(Listed records):

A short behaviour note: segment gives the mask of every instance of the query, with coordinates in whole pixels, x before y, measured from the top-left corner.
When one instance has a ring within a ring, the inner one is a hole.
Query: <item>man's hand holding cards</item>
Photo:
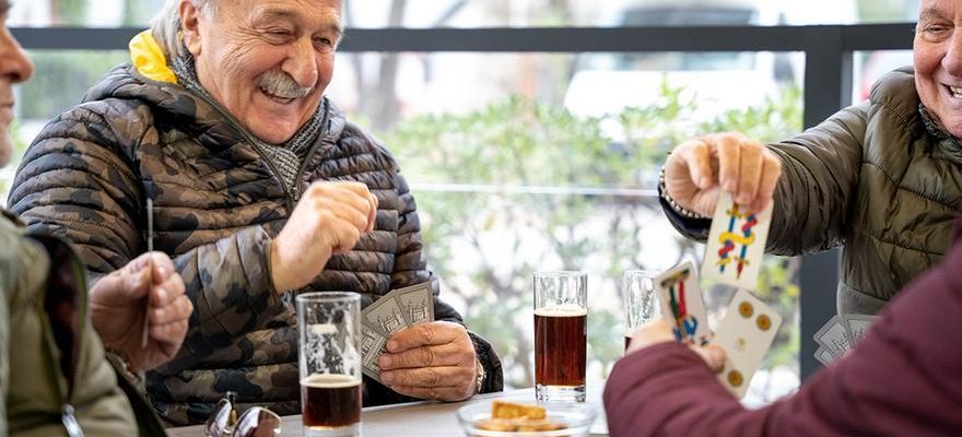
[[[361,369],[378,382],[378,358],[387,351],[387,341],[409,327],[434,321],[434,295],[425,282],[392,290],[361,311]]]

(Goal): Turn all the items above into a numbered list, one entry per line, skipping any blank lines. Leave the pictures out of the list.

(Exercise solution):
1. A short behaviour note: segment gives the mask of every instance of the query, with coordinates in whole pixels, x before y, measured from the top-left corner.
2. When one instance has a ring within a ring, the inner one is a hole.
3. Query: <item>man's hand holding cards</item>
4. Photo:
5. [[[361,369],[378,382],[378,358],[387,351],[387,341],[409,327],[434,321],[434,295],[425,282],[392,290],[361,311]]]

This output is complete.